EXTRACT:
--- Begin ---

JAKARTA (JP): One cannot help but applaud the agenda Minister
JAKARTA (JP): One cannot help but applaud the agenda Minister
Purnomo has set for himself and for his Ministry. His agenda,
which he described in The Jakarta Post of Aug. 21, will require
an all out effort for the Ministry. Restructuring both the state
oil firm Pertamina and the electricity company PLN, and to
provide the direction needed by these two important state
enterprises is a full time job in itself. One significant
contribution he could make would be to help provide the legal
framework to realize his five goals and select the right people
to manage the job. Selecting the right people will be the key to
success.
We agree; but many are on the sidelines, watching which "right
people" these will be.
The Minister was quoted as referring to Tan Sri Datuk Seri
Azizan Zainal Abidin of Malaysia's Petronas as an example of a
Chief Commissioner who devotes his full time for Petronas.
From close observation of Petronas' experience, we can testify
that Minister Purnomo is totally correct in that observation. He
is also correct in pointing out that a Commissioner of Pertamina
should not have to be a minister. In our system, however, as
dictated by the Law no. 8 1971, certain ministers, including the
minister of energy and mineral resources, are appointed ,ex
officio, as Pertamina commissioners. With the enormous work load
carried by those ministers they cannot be expected to devote much
of their valuable time to Pertamina.
Minister Purnomo was asked about preventing past practices of
corruption, collusion and nepotism (KKN), to which he answered
that improvements in both the system and operation through the
new law on oil and gas may prevent KKN. He said this is because
the new law is expected to introduce competition both in the
upstream and in the downstream sector, while increased
competition will tighten loopholes for KKN potential.
While this is basically correct, we also need to make sure
that the legal framework replacing the present one also removes
the legal basis which makes KKN possible. These are not limited
to the government's cumbersome tendering rules, which is now also
applicable to the investor community, despite the fact that
production sharing contracts projects are not financed by the
state budget. These are relics from the past created by the New
Order government to create sources of funds which now need to be
erased.
Minister Purnomo's comments go to the heart of the question of
what is good corporate governance. This is a favorite jargon
among the elite and a lot of lip service has been paid to it.Yet
when it comes to applying the concept we fail to act.
One important ingredient of good corporate governance is the
ability to select the right people for commissioners. In
Pertamina's case it indeed does not have to be a minister, but a
professional, someone with broad industry background, and with
integrity and credibility.

--- End ---

DATASET ENTRIES:
--- Begin ---

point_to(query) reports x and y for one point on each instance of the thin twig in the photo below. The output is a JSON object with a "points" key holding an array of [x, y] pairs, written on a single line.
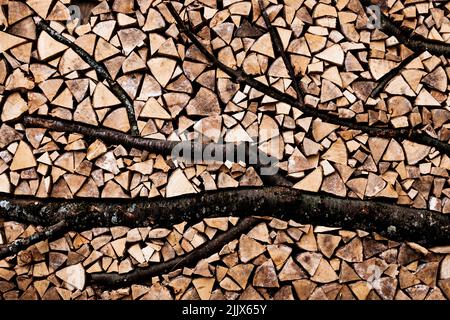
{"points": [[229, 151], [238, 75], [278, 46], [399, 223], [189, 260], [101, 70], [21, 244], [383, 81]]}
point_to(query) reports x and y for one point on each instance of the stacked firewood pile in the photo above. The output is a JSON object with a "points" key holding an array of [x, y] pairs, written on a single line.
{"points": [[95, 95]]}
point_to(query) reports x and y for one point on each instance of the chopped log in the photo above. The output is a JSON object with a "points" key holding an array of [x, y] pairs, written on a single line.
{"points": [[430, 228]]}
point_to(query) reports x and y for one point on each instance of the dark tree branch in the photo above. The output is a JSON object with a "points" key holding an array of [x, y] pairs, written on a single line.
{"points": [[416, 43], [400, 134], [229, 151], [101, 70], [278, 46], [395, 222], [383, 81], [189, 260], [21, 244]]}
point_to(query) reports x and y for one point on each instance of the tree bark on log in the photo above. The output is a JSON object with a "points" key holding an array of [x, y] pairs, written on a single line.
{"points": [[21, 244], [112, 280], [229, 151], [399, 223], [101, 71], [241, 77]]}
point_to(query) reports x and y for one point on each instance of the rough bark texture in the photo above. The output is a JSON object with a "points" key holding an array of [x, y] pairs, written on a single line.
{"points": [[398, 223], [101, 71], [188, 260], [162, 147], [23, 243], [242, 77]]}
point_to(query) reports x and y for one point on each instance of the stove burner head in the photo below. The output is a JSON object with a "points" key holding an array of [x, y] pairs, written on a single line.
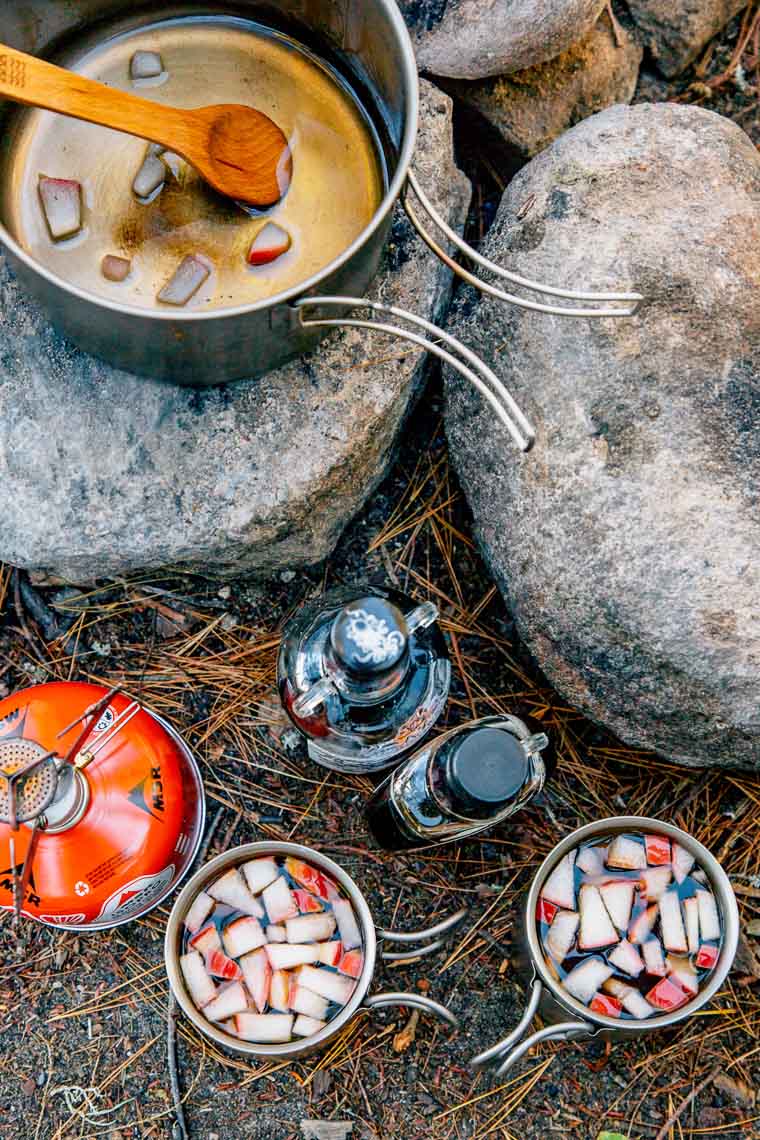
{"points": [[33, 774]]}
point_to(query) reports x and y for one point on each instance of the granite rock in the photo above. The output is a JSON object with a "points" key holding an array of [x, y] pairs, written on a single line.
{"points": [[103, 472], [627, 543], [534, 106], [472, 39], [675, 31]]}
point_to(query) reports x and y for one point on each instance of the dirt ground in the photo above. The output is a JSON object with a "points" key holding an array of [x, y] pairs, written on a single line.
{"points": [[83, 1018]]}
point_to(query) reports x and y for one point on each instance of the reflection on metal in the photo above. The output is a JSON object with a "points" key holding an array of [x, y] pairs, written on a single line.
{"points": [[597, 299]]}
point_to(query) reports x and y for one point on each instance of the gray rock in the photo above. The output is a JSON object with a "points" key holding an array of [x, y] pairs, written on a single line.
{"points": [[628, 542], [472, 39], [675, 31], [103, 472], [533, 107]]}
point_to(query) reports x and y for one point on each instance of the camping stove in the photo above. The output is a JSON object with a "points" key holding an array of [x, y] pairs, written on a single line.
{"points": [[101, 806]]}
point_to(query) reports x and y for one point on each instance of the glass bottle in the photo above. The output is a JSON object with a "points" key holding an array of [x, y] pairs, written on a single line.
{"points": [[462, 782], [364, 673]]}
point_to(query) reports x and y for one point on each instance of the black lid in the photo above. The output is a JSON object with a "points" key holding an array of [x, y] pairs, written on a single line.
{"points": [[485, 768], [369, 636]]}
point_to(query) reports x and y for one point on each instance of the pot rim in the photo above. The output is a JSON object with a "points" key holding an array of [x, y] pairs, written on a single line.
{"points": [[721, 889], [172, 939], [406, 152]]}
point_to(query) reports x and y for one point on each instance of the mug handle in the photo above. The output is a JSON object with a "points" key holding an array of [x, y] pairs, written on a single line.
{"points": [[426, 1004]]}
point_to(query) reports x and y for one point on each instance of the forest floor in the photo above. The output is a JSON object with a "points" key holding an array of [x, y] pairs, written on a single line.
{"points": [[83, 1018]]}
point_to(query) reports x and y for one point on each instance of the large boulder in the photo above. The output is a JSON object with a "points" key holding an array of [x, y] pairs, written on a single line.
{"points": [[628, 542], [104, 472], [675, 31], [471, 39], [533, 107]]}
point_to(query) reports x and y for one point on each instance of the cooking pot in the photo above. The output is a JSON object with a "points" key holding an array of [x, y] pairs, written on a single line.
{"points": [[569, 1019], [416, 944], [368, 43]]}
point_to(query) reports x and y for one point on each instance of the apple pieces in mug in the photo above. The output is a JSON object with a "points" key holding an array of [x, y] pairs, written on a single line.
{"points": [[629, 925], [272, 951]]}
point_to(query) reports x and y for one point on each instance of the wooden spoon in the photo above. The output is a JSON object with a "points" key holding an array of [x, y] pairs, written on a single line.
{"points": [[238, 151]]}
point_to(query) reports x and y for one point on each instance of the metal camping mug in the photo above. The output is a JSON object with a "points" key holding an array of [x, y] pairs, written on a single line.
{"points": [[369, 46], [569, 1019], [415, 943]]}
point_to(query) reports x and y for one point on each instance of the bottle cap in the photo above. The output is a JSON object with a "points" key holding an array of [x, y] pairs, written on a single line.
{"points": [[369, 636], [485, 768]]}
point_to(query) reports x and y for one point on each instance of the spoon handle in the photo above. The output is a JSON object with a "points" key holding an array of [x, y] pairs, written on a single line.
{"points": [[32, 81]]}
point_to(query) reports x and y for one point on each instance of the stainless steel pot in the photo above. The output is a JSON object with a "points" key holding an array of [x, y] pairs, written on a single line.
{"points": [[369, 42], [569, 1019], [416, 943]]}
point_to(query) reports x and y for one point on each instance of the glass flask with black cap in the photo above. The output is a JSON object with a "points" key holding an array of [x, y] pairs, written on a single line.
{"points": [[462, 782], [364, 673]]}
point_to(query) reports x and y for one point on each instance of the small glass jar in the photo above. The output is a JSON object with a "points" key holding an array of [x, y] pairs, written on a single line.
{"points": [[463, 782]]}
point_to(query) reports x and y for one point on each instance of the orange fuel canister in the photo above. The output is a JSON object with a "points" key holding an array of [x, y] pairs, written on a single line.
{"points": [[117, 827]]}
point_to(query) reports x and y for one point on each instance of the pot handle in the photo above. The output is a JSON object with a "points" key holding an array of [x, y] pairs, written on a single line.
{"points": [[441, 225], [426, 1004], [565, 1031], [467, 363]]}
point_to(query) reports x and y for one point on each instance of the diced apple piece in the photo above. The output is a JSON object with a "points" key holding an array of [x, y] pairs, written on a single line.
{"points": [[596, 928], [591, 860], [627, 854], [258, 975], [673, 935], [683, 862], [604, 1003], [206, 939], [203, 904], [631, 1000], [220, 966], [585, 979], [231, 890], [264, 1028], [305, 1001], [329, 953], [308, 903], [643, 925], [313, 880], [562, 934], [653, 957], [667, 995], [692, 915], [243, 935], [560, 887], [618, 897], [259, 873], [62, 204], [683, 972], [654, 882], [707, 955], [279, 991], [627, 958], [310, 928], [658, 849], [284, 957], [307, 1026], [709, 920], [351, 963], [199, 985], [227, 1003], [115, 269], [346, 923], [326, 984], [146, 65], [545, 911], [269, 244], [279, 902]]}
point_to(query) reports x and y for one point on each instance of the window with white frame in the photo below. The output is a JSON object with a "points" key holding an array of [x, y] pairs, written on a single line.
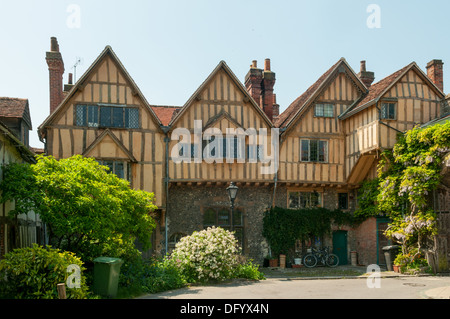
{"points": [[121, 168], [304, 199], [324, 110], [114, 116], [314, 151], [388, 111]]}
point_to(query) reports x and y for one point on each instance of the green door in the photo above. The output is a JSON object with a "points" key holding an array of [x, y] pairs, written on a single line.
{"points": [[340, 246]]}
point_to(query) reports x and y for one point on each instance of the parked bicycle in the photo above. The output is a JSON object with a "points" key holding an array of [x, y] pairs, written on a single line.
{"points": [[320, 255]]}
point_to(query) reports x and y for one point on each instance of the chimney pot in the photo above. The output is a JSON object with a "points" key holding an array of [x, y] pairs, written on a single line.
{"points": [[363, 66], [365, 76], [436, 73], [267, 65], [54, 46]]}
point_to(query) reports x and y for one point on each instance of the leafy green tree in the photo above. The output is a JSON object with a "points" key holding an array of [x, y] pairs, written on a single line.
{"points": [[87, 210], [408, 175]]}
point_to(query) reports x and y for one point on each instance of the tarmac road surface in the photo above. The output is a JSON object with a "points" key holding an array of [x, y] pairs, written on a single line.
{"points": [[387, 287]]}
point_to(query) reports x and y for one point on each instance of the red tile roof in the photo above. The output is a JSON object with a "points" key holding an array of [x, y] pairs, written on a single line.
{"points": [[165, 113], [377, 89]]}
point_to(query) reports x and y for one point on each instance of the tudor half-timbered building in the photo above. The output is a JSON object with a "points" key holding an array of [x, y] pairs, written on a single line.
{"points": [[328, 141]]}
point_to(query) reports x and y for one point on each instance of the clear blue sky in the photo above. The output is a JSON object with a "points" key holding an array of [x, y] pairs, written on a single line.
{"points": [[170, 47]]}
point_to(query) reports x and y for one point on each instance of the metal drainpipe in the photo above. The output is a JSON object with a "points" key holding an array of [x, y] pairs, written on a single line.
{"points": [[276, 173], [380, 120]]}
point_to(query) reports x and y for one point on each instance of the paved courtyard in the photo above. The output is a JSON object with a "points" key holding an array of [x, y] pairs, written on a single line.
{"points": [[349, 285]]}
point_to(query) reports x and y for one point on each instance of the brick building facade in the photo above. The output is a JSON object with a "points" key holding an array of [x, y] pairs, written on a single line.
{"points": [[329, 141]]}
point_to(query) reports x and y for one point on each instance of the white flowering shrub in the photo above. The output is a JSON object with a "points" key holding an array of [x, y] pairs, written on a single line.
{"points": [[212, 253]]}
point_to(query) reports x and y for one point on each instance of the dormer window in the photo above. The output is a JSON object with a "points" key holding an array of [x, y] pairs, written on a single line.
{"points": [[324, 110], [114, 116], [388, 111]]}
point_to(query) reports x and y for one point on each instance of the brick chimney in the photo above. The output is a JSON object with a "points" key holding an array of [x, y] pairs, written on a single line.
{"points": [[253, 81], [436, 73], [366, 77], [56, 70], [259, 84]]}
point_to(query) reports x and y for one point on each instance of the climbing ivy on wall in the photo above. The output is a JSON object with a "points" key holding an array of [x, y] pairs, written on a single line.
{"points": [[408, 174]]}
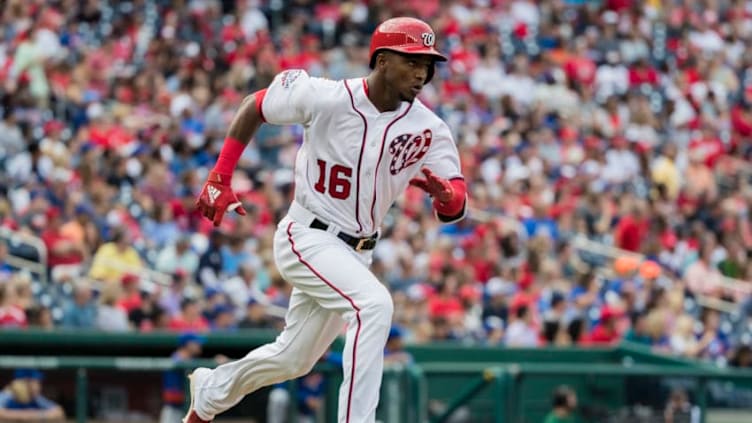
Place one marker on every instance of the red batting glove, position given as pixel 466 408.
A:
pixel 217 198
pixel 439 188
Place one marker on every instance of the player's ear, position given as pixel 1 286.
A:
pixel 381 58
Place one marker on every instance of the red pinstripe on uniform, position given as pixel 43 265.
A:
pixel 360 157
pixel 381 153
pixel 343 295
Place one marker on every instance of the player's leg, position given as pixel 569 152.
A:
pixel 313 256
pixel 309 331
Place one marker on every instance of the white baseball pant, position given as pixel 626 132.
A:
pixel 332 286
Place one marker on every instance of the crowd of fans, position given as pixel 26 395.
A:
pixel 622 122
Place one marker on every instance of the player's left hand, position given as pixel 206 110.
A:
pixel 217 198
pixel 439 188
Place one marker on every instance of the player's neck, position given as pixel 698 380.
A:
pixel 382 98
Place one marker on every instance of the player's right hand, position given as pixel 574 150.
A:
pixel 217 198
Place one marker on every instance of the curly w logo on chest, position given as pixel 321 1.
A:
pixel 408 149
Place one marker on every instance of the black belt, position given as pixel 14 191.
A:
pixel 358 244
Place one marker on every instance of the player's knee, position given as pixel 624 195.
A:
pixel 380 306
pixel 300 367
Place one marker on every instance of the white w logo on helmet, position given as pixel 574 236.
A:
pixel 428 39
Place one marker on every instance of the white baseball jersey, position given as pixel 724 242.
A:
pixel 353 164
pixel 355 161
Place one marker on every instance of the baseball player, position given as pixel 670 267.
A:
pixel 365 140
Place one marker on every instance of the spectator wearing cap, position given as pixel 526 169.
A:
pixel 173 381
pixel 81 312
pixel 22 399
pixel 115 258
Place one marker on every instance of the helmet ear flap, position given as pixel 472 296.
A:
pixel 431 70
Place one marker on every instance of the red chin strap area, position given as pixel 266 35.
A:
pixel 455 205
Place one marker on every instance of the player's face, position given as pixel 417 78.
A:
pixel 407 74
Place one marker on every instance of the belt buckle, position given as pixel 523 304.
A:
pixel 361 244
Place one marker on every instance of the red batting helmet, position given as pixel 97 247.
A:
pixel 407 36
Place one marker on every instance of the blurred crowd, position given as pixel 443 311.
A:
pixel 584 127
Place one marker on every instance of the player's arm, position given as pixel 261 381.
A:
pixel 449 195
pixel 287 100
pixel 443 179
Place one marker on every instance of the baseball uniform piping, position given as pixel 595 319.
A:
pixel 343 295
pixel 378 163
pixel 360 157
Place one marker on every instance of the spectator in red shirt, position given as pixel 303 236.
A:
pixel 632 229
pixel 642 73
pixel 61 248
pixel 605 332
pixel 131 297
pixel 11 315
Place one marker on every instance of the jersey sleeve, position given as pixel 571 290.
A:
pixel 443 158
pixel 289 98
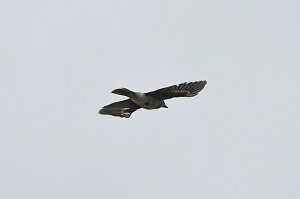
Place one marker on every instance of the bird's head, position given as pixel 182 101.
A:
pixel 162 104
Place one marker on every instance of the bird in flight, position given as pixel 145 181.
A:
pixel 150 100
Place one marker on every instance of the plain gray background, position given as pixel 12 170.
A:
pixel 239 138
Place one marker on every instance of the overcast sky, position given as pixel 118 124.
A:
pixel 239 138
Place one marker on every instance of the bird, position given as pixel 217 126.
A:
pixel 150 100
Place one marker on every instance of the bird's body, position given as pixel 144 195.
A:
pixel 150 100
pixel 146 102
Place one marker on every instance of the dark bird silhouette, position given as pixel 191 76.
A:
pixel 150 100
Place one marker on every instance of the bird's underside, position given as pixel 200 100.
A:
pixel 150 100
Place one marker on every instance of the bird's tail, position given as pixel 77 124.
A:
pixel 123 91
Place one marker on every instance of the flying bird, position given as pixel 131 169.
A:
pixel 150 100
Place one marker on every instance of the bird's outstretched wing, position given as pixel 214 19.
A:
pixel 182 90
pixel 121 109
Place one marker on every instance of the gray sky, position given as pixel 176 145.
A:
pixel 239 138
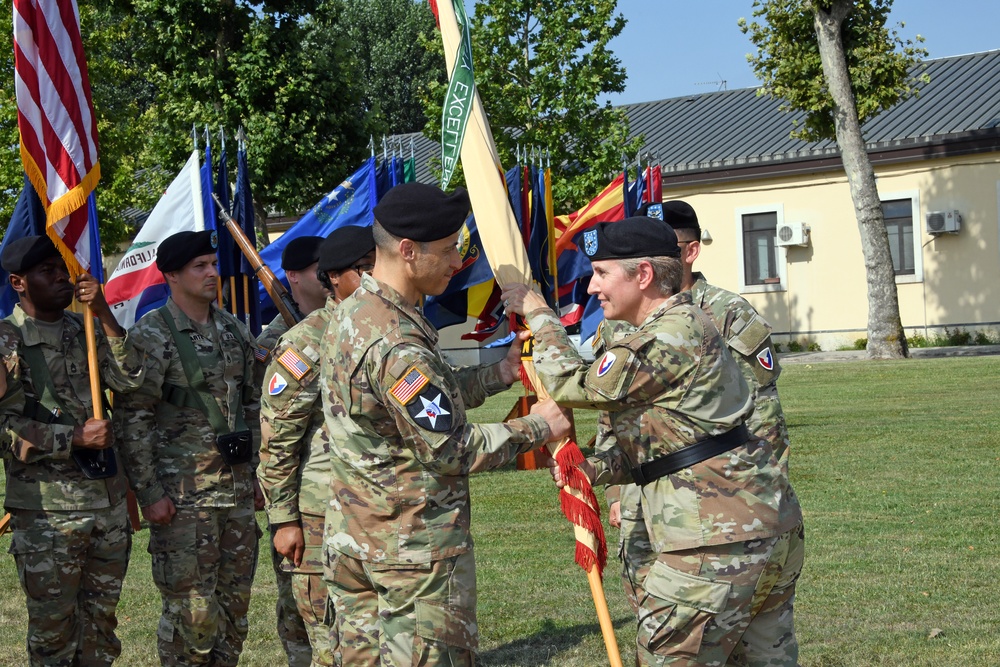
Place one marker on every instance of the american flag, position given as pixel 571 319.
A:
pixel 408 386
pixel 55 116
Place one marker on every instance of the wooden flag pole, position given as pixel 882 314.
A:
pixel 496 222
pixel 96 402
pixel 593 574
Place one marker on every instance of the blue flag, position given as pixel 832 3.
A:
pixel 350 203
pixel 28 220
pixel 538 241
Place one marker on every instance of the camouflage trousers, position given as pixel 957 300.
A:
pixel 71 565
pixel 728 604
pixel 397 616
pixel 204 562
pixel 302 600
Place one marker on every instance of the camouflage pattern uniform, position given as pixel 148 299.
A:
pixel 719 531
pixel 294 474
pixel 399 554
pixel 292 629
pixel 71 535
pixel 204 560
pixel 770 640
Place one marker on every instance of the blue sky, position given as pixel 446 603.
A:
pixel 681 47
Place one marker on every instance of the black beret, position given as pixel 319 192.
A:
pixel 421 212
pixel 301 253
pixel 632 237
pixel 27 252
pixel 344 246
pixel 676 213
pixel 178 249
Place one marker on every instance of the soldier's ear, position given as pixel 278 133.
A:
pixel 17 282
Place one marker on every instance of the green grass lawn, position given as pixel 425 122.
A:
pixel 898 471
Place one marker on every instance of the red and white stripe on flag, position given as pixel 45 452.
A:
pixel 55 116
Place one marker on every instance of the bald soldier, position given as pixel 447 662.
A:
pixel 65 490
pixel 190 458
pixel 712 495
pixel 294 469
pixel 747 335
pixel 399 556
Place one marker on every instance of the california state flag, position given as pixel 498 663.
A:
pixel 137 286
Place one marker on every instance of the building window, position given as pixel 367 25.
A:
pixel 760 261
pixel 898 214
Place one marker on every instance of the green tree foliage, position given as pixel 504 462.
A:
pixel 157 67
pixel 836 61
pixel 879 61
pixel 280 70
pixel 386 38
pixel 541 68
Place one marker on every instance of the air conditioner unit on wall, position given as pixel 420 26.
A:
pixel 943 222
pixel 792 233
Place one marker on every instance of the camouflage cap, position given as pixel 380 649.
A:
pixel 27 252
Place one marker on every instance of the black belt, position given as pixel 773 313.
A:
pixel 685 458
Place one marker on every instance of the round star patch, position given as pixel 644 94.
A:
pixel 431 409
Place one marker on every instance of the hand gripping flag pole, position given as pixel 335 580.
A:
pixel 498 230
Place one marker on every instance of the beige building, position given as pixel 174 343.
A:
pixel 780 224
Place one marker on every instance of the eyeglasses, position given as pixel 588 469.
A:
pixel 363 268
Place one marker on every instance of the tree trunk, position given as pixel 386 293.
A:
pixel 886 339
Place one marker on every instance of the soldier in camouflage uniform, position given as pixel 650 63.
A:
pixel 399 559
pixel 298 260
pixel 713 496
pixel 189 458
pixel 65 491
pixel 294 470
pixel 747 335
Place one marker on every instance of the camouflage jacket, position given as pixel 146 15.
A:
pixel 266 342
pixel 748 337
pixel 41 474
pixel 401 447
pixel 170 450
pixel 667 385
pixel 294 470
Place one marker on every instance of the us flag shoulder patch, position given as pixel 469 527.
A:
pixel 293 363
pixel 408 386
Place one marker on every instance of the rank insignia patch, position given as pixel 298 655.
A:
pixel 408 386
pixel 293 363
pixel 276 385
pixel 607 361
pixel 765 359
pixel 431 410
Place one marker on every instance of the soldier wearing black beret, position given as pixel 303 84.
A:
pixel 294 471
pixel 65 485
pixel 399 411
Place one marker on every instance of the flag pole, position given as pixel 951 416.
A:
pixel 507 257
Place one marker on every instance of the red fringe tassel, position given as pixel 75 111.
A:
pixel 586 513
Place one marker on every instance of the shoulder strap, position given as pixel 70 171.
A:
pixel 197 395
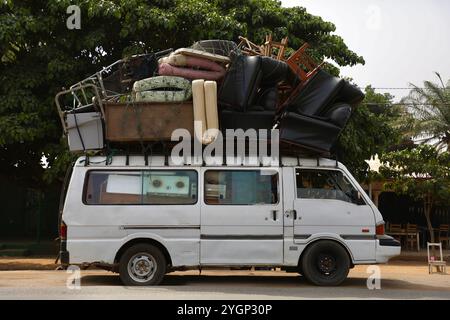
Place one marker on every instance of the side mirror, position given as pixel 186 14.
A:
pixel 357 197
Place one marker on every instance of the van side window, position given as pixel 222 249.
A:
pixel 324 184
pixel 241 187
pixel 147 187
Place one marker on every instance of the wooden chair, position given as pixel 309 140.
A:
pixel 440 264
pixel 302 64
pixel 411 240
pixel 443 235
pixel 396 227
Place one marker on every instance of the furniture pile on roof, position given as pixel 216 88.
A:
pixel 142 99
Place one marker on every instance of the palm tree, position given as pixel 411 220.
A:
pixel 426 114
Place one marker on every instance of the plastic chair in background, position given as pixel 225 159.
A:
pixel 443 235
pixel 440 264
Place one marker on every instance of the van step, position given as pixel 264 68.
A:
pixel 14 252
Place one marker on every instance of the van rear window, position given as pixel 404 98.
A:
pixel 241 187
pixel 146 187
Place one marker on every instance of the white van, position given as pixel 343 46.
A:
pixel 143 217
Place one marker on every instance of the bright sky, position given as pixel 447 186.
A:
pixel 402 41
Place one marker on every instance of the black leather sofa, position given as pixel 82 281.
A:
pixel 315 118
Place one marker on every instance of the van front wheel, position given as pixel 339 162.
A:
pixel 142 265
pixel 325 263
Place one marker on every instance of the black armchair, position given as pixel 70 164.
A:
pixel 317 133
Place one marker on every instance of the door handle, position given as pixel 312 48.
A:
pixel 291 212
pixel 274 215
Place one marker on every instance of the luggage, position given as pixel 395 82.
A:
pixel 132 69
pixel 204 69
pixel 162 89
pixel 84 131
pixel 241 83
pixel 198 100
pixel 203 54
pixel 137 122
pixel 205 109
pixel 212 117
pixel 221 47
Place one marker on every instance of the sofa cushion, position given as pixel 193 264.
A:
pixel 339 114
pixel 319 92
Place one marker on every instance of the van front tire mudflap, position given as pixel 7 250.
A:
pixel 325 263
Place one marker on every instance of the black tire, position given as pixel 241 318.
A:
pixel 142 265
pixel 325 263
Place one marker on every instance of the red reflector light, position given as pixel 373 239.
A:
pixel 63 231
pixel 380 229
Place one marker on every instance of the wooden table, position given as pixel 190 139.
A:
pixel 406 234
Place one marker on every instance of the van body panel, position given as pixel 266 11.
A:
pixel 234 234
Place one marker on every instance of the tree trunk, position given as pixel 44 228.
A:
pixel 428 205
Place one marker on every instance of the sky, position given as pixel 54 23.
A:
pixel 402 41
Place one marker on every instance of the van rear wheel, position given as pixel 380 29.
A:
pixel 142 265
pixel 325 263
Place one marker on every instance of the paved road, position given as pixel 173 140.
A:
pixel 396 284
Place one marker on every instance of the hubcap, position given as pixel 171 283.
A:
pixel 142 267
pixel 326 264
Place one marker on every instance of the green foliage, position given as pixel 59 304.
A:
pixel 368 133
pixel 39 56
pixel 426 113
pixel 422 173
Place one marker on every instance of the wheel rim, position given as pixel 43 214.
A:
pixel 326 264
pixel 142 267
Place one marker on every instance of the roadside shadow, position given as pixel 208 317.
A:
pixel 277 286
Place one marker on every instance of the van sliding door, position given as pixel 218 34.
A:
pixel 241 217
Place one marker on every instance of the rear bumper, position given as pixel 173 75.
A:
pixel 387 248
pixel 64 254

--- End ---

Reproduce the passage of the Pertamina article that begins at the words "We agree; but" and stops after the words "time for Petronas.". The records have nothing to do with the Pertamina article.

We agree; but many are on the sidelines, watching which "right
people" these will be.
The Minister was quoted as referring to Tan Sri Datuk Seri
Azizan Zainal Abidin of Malaysia's Petronas as an example of a
Chief Commissioner who devotes his full time for Petronas.